A Plywood Pioneer and Champion of Eco-Modern Design Whose Work is Ripe for Rediscovery
Even though two of Peter Danko’s chair designs are in MoMA’s permanent collection, many of his works were never all that commercially successful, leading him to view himself as something of an underdog. “When used in interiors, my designs fit anywhere or nowhere; it all depends on the talent and vision of the designer and if they’re able to think beyond accepted styles,” the Pennsylvania septuagenarian writes in his biography, implying that most of the designers he’s encountered in his 40-year career have not. But for us, the first time we discovered Danko’s 1980 Bodyform chair on one of our early sourcing excursions — a chair that was passed over for production by Knoll — there was no question of whether to snap it up. Not only is the Bodyform a feat of clever engineering, made out of a single uniform sheet of bent plywood that’s comfortable without any cushions or stuffing, we were very drawn to its personality. Both it and and many of Danko’s other designs are pieces of art and sculpture, and are ripe to be rediscovered by a generation that truly values those qualities.

▶ Set of tasks
a - According to the article on Peter Danko, which company passed over his Bodyform chair for production?
b - Continue the article on Peter Danko from its final sentence.

▶ Rows
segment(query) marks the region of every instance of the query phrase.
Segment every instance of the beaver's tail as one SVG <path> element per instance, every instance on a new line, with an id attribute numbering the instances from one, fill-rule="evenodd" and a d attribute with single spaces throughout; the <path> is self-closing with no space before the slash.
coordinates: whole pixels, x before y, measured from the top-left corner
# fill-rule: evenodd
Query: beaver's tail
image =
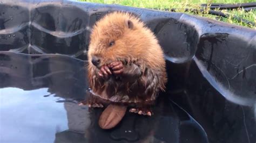
<path id="1" fill-rule="evenodd" d="M 99 117 L 99 126 L 103 129 L 115 127 L 124 117 L 126 109 L 126 106 L 110 104 Z"/>

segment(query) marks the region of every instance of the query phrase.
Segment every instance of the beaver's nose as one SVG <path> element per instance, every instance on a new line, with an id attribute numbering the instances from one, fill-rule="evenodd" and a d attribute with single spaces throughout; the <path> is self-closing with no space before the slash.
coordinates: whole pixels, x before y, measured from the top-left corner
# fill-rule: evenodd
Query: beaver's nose
<path id="1" fill-rule="evenodd" d="M 97 67 L 100 63 L 100 59 L 98 57 L 93 56 L 92 58 L 92 63 Z"/>

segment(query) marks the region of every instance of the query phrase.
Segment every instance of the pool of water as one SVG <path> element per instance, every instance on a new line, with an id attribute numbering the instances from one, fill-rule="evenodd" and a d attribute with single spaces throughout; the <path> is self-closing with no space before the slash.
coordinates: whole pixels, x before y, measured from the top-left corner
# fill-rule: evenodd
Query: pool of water
<path id="1" fill-rule="evenodd" d="M 1 52 L 0 142 L 208 142 L 204 128 L 166 93 L 152 117 L 127 112 L 116 128 L 100 128 L 102 109 L 78 105 L 88 94 L 86 63 Z"/>

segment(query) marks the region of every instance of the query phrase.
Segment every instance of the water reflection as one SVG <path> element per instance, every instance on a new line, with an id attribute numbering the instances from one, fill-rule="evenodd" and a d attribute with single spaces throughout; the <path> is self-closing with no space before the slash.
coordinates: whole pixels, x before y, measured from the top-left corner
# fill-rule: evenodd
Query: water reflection
<path id="1" fill-rule="evenodd" d="M 77 103 L 87 89 L 83 61 L 57 55 L 0 55 L 1 142 L 207 142 L 204 129 L 163 95 L 152 117 L 127 112 L 110 130 L 101 109 Z"/>

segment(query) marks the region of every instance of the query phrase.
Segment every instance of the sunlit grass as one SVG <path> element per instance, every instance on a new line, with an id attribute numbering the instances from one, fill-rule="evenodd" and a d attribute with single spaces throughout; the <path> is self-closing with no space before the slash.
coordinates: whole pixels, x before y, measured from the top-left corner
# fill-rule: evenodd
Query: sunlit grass
<path id="1" fill-rule="evenodd" d="M 159 10 L 166 9 L 177 9 L 177 12 L 186 12 L 190 15 L 196 15 L 199 16 L 206 17 L 215 20 L 223 21 L 233 24 L 244 26 L 256 29 L 256 26 L 247 24 L 246 23 L 239 22 L 233 16 L 235 16 L 240 18 L 242 18 L 248 21 L 256 23 L 256 10 L 251 10 L 246 12 L 242 9 L 238 10 L 223 10 L 221 11 L 230 15 L 227 18 L 223 18 L 217 16 L 207 14 L 207 10 L 204 12 L 194 13 L 191 12 L 185 12 L 185 8 L 192 8 L 200 9 L 200 4 L 203 3 L 241 3 L 254 2 L 255 0 L 78 0 L 89 2 L 99 3 L 103 4 L 117 4 L 125 6 L 129 6 L 142 8 L 154 8 Z"/>

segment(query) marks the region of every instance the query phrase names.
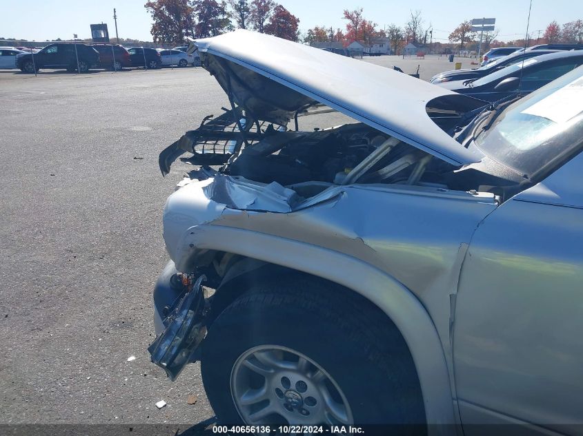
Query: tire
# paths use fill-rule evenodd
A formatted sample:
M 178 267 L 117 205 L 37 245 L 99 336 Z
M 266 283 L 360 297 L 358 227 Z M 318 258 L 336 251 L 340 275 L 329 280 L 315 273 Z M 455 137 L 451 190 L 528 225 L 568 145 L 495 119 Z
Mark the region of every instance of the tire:
M 24 65 L 22 65 L 22 68 L 21 70 L 26 73 L 34 73 L 34 64 L 32 61 L 27 61 L 24 63 Z M 38 71 L 38 69 L 37 70 Z
M 79 72 L 81 74 L 86 73 L 89 71 L 89 63 L 87 61 L 79 60 Z
M 397 424 L 405 424 L 400 434 L 424 434 L 421 388 L 404 340 L 380 311 L 357 297 L 295 278 L 257 285 L 223 311 L 201 359 L 219 420 Z M 266 370 L 272 372 L 266 376 Z M 249 399 L 259 391 L 264 395 Z

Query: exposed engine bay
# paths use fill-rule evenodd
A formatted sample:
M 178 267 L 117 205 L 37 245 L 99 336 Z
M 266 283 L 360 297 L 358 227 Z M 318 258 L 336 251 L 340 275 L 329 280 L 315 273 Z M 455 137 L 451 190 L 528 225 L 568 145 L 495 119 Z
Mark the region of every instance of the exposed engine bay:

▶ Per-task answers
a - Knoll

b -
To that end, we dug up a bunch of images of Danko’s work from over the years, then spoke with the woodworker by phone about his background, his ideas, and his career, from his early influences (Wendell Castle, Art Nouveau) to his latest material obsession: corrugated plastic.
What first inspired your interest in making furniture?
I studied art at the University of Maryland, and I was making paintings and sculpture. After I graduated, I started working at a waterbed store. There was a cabinet shop next to the warehouse, and every time I passed it, I just kept noticing the smell. I really liked the smell. I saw what the cabinetmaker was doing, and since I had studied art and just graduated college, I showed him my work from school. The next time I came by, the couch-maker there told me they had a client looking for furniture carts for their clothing store in Georgetown. So from then on I started making furniture and started getting commissioned to do various shops within the city. There was a show at the Smithsonian museum in the Renwick Gallery that featured Wendell Castle, and that’s what inspired me to start making my own furniture.
What was it about the show that you found inspiring?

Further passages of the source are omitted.